TEXT FOR ANALYSIS START

Three years later, Vardan traveled to the Cilician Armenia once more, this time participating in the governmental and social affairs of the kingdom. He was a fierce opponent of what he saw as the encroachment of the Eastern Orthodox Byzantine and Catholic churches in Cilician Armenia and fought diligently to counter their influences. While in Cilicia, Vardan also worked with Catholicos Constantine Bardzraberdtsi to write an ecclesiastical treatise entitled "Didactic Paper", which was intended for use in eastern Armenia. His religious activities also included writing a letter to the Pope in regards to the latter's attempts to extend Catholicism in the kingdom and his participation in another ecumenical council in 1251 in Sis.

TEXT FOR ANALYSIS END
PROVIDED RECORDS START

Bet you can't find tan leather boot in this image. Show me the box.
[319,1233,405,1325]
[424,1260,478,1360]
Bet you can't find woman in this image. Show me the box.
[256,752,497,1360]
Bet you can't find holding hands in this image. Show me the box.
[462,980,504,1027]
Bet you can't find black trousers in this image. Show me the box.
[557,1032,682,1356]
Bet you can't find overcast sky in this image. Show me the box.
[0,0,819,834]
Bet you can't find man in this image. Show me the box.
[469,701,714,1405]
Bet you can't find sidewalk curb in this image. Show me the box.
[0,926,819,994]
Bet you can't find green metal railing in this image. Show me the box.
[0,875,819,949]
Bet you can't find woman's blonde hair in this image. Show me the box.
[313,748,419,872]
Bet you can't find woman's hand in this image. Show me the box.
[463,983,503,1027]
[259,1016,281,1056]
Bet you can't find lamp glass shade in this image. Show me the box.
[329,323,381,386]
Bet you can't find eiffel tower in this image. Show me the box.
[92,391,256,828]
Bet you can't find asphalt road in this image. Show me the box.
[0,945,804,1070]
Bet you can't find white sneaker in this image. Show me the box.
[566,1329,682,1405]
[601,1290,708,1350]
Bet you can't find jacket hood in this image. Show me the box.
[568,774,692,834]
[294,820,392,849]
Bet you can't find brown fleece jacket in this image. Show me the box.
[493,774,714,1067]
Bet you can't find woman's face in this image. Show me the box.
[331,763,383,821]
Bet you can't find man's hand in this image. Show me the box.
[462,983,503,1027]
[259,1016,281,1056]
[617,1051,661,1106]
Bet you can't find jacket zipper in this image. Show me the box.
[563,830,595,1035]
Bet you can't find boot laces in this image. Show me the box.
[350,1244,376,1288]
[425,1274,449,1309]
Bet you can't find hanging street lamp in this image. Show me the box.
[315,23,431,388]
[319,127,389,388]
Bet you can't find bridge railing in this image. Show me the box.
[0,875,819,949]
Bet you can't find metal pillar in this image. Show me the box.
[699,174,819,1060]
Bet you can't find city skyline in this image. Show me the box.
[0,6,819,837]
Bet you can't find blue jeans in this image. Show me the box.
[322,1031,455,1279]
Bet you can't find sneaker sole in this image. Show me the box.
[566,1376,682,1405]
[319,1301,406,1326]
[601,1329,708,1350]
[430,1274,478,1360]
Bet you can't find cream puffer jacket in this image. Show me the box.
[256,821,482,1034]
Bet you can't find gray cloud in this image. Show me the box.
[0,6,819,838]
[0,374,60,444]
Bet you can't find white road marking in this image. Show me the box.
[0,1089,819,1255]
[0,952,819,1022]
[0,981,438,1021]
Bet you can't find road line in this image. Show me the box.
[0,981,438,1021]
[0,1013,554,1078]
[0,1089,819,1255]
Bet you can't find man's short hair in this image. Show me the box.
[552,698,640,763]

PROVIDED RECORDS END

■ ASSIGNMENT 1: According to the passage about Vardan, with whom did he write the ecclesiastical treatise "Didactic Paper"?
■ ASSIGNMENT 2: Reproduce everything in the passage about Vardan from "Three years later, Vardan" down to "1251 in Sis.".

■ REPLY 1: Catholicos Constantine Bardzraberdtsi.

■ REPLY 2:
Three years later, Vardan traveled to the Cilician Armenia once more, this time participating in the governmental and social affairs of the kingdom. He was a fierce opponent of what he saw as the encroachment of the Eastern Orthodox Byzantine and Catholic churches in Cilician Armenia and fought diligently to counter their influences. While in Cilicia, Vardan also worked with Catholicos Constantine Bardzraberdtsi to write an ecclesiastical treatise entitled "Didactic Paper", which was intended for use in eastern Armenia. His religious activities also included writing a letter to the Pope in regards to the latter's attempts to extend Catholicism in the kingdom and his participation in another ecumenical council in 1251 in Sis.